*** Opening Record set ***
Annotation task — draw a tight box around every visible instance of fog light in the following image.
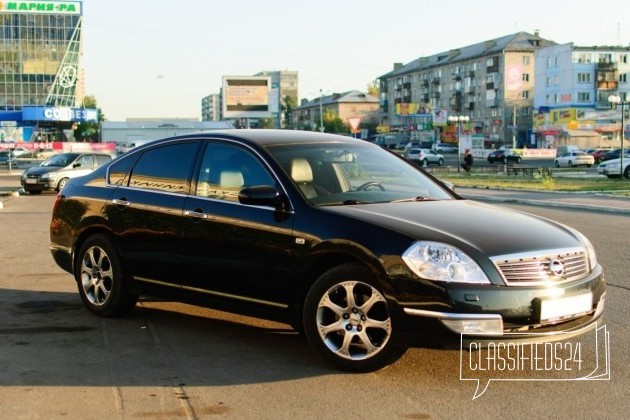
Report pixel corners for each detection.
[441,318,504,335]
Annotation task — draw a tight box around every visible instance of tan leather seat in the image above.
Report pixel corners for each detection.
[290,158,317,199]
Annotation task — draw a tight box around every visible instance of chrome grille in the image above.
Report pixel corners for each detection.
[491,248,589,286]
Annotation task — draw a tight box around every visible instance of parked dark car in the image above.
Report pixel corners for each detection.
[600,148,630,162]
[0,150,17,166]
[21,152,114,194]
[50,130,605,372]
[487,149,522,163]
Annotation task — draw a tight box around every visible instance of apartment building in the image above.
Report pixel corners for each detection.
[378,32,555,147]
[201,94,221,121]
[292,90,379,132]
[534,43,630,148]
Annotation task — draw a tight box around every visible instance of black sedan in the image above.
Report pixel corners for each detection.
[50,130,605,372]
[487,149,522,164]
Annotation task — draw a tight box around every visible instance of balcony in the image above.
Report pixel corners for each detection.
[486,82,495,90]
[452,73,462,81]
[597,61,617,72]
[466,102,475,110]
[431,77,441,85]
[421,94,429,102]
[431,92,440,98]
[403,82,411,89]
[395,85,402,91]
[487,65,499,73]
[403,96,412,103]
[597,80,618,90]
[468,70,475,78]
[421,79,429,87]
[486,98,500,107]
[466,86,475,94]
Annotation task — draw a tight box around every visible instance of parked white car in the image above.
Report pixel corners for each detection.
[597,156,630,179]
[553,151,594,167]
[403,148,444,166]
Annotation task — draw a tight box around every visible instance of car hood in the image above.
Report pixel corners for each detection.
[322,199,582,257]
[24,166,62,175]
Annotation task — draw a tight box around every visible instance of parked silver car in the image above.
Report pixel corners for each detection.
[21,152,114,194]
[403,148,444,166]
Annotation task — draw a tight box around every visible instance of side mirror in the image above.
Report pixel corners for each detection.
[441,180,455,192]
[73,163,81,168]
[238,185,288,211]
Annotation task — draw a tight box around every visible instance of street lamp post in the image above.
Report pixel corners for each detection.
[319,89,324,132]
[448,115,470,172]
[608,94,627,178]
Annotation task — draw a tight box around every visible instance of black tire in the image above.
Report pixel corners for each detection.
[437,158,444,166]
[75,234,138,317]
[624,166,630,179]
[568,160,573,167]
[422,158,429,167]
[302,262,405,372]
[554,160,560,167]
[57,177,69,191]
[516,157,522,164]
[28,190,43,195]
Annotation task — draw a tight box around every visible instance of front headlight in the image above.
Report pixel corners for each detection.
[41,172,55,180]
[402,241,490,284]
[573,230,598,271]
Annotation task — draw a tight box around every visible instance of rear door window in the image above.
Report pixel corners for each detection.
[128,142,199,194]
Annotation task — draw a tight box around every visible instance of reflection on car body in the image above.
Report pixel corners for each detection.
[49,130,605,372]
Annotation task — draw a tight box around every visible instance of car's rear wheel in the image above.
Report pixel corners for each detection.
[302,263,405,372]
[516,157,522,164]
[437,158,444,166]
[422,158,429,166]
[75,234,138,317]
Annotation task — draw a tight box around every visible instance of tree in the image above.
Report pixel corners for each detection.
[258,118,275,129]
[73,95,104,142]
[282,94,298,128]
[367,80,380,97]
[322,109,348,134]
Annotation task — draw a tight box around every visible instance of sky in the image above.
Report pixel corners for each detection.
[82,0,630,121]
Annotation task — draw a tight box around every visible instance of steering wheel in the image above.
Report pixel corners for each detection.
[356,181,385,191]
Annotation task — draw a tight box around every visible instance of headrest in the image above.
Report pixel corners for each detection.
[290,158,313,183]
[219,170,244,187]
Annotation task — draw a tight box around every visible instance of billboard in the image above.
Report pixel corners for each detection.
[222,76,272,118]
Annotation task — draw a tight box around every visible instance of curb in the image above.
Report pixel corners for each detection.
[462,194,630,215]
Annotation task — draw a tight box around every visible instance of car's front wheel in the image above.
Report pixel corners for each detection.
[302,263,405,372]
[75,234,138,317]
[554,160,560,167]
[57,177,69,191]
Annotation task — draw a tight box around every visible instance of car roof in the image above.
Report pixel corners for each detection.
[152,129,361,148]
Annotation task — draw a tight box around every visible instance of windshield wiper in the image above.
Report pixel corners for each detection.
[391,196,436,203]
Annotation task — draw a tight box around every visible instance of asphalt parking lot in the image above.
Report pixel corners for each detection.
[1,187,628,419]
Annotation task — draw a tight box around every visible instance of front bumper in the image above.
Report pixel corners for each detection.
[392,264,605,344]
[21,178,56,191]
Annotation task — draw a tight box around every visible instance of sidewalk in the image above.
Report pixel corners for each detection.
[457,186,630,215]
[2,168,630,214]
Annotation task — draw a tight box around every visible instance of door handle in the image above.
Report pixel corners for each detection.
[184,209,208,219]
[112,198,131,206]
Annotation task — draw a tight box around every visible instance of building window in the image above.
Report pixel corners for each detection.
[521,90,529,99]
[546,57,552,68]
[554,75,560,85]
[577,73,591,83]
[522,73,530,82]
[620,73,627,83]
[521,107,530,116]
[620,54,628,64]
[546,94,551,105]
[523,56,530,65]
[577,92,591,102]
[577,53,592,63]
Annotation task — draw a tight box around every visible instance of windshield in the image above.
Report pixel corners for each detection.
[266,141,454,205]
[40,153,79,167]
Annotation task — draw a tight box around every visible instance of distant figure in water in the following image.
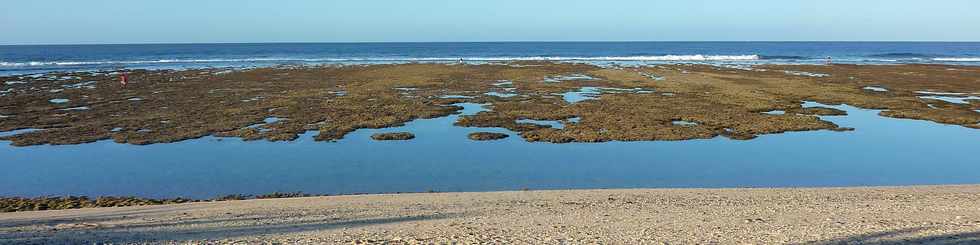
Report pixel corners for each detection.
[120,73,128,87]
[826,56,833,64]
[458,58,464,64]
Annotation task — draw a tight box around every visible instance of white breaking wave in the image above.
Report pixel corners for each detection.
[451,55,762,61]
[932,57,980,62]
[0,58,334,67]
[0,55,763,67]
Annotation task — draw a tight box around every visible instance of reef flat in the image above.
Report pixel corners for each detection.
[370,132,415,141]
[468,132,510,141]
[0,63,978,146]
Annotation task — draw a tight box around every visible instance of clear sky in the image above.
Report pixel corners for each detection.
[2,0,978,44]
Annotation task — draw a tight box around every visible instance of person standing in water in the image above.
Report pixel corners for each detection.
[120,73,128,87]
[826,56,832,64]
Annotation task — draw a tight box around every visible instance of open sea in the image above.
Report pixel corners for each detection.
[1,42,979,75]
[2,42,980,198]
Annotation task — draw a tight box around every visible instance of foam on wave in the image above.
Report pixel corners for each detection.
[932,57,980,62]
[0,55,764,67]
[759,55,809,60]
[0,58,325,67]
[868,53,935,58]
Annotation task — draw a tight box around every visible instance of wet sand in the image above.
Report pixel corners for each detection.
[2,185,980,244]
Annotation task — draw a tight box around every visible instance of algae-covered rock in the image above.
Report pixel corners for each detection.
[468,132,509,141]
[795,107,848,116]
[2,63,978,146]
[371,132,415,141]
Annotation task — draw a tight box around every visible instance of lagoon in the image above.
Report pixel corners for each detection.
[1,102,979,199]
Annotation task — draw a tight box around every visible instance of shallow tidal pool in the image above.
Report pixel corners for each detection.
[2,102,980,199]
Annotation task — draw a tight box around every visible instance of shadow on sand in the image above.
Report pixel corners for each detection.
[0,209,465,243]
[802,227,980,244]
*** Closing Record set ***
# What the exercise asks
A word-for-word copy of the lines above from the one with "tire in the image above." through the one with "headlight in the image above.", inclusive, is the only output wanted.

# Result of this task
Annotation task — draw a tight box around every visible instance of black tire in the image above.
Report pixel corners for each detection.
[437,158,444,166]
[75,234,138,317]
[624,166,630,179]
[568,160,573,167]
[422,158,429,167]
[302,262,405,372]
[554,160,560,167]
[57,177,69,191]
[516,157,522,164]
[28,190,43,195]
Annotation task — draw a tight box around every visible instance of front headlight in the image above.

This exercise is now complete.